**Problem requirements**: Pictures do not belong in the copy; restate the records below word for word.

(Segmentation mask data)
- - - -

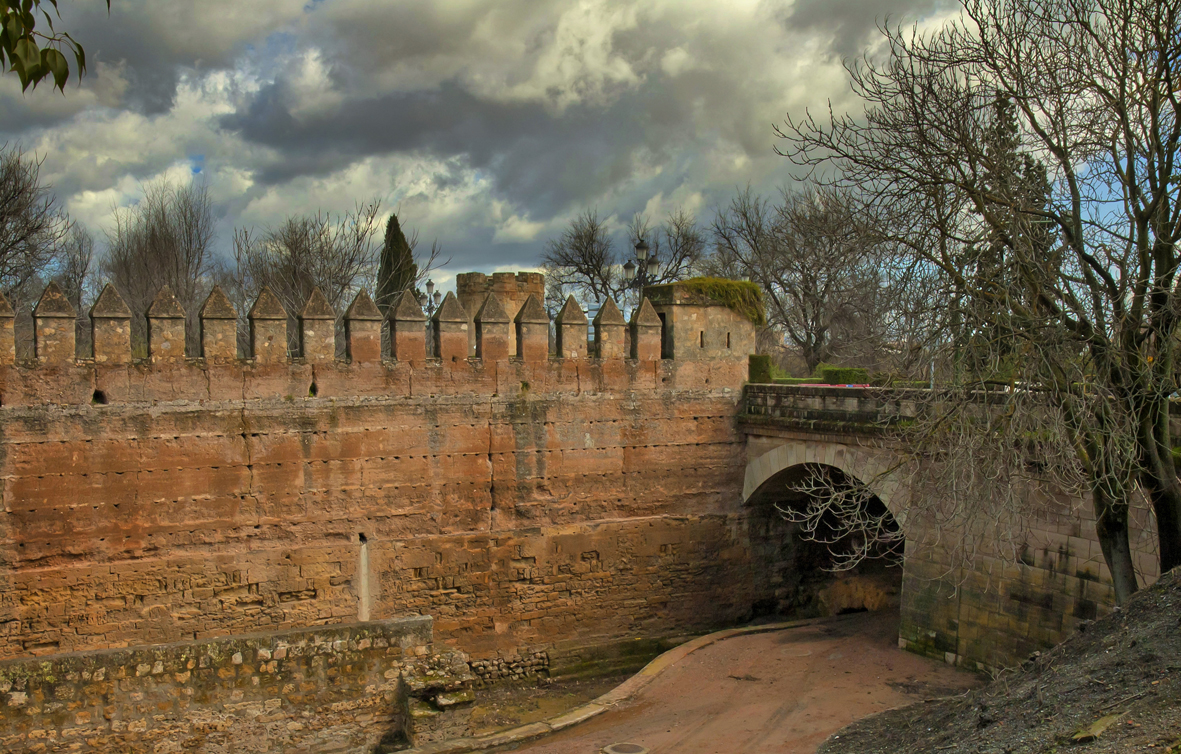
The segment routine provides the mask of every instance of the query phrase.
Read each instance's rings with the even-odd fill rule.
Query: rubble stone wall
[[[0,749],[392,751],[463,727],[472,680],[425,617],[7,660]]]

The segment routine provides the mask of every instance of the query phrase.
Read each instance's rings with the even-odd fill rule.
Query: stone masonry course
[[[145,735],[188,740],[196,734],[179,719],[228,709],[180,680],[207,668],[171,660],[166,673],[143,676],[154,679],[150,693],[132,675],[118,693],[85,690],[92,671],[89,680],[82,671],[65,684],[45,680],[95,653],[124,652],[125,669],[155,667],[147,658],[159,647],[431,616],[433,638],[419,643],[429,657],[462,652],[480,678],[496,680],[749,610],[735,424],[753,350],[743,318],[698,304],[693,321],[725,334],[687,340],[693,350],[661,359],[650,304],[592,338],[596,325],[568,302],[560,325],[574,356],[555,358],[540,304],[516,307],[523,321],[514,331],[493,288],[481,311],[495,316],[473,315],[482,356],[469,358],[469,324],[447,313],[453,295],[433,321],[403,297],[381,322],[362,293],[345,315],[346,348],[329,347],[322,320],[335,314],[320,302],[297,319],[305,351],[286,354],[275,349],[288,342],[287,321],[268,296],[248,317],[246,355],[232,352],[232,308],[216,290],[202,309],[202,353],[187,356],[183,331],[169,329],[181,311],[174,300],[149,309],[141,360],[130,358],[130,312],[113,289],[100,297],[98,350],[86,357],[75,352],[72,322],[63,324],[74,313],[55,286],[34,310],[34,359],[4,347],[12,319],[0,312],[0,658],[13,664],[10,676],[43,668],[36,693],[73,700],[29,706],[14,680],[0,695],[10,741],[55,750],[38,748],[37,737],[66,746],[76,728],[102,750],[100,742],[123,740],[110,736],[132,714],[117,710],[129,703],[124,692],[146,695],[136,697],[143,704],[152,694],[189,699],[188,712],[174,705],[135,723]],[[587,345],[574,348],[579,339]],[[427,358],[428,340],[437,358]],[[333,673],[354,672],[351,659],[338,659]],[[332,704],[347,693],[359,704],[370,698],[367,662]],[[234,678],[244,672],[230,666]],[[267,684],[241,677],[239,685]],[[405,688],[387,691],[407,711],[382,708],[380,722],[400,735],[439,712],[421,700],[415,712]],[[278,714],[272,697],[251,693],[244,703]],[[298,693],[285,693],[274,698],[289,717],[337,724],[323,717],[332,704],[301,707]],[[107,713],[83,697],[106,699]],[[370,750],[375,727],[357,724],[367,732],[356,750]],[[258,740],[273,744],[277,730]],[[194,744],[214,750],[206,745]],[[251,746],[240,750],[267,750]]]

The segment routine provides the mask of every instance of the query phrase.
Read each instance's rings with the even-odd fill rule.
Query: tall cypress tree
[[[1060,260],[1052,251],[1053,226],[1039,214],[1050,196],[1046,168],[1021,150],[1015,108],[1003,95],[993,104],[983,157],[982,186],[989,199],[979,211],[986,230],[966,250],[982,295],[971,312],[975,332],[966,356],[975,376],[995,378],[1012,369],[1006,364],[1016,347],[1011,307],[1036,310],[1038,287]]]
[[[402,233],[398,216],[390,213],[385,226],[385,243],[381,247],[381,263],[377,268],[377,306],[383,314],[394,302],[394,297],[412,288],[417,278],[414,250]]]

- - - -

**Reply to the exercise**:
The segment routine provides the mask of every instance of the query phrase.
Read each instance's rings with the even-odd fill rule.
Query: rubble stone wall
[[[0,749],[392,751],[463,727],[472,680],[425,617],[7,660]]]

The segment routine provides the mask of every instance of the query phrase.
Read each instance's rings with the even-odd fill rule.
Query: stone masonry course
[[[145,735],[188,740],[196,734],[179,719],[228,709],[180,680],[207,668],[171,660],[166,673],[143,676],[154,679],[150,693],[132,675],[118,693],[85,690],[92,671],[89,680],[82,671],[65,684],[45,680],[95,653],[124,652],[125,669],[155,667],[147,658],[159,647],[431,616],[433,638],[419,643],[429,657],[462,652],[480,678],[496,680],[749,610],[735,424],[753,350],[743,318],[698,304],[693,321],[725,334],[687,340],[693,350],[661,359],[650,304],[592,338],[596,325],[568,302],[560,325],[574,356],[555,358],[540,304],[516,307],[523,321],[514,331],[493,288],[481,311],[495,316],[473,315],[482,356],[469,358],[469,324],[447,313],[453,295],[433,321],[403,297],[381,322],[362,293],[345,315],[346,348],[329,347],[322,320],[335,314],[320,302],[297,319],[305,351],[286,354],[275,349],[288,342],[287,321],[268,296],[248,317],[246,355],[232,352],[232,308],[216,290],[202,309],[202,353],[187,356],[183,331],[169,329],[181,311],[174,300],[149,309],[141,360],[130,358],[130,312],[113,289],[100,297],[98,350],[86,357],[75,352],[72,322],[63,324],[74,313],[55,286],[34,310],[34,359],[4,347],[12,319],[0,312],[0,658],[13,664],[10,676],[43,668],[36,693],[73,700],[29,706],[14,680],[0,695],[10,741],[55,750],[38,748],[37,737],[66,746],[76,728],[102,750],[100,742],[123,740],[110,736],[132,714],[117,710],[129,703],[124,692],[146,695],[136,697],[143,704],[152,694],[189,699],[188,712],[174,705],[135,723]],[[587,345],[574,348],[579,339]],[[427,358],[428,340],[437,358]],[[333,673],[354,672],[351,659],[338,659]],[[332,704],[347,693],[359,704],[370,698],[367,662]],[[234,678],[244,672],[230,666]],[[267,684],[241,677],[239,685]],[[405,688],[387,691],[407,711],[382,708],[380,722],[400,735],[439,712],[421,700],[415,712]],[[278,714],[272,697],[251,693],[244,703]],[[298,693],[285,693],[274,698],[289,717],[337,724],[323,717],[332,704],[301,707]],[[107,713],[83,697],[106,699]],[[370,750],[375,727],[357,724],[367,732],[356,750]],[[258,740],[273,744],[277,730]],[[194,744],[214,750],[206,745]],[[251,746],[240,750],[267,750]]]

The segment routine provides the mask of every instance of the query phrase.
Read each instance's rings with the even-odd fill rule.
Query: tall cypress tree
[[[1060,260],[1052,251],[1053,226],[1039,214],[1050,196],[1046,168],[1021,150],[1015,108],[1003,95],[993,104],[983,157],[982,186],[989,199],[979,211],[986,230],[966,250],[982,295],[971,312],[975,332],[966,356],[975,376],[995,378],[1012,369],[1006,364],[1016,347],[1011,307],[1036,310],[1038,287]]]
[[[402,233],[398,216],[390,213],[385,226],[385,243],[381,247],[381,263],[377,268],[377,306],[383,314],[394,302],[394,297],[412,288],[417,278],[414,250]]]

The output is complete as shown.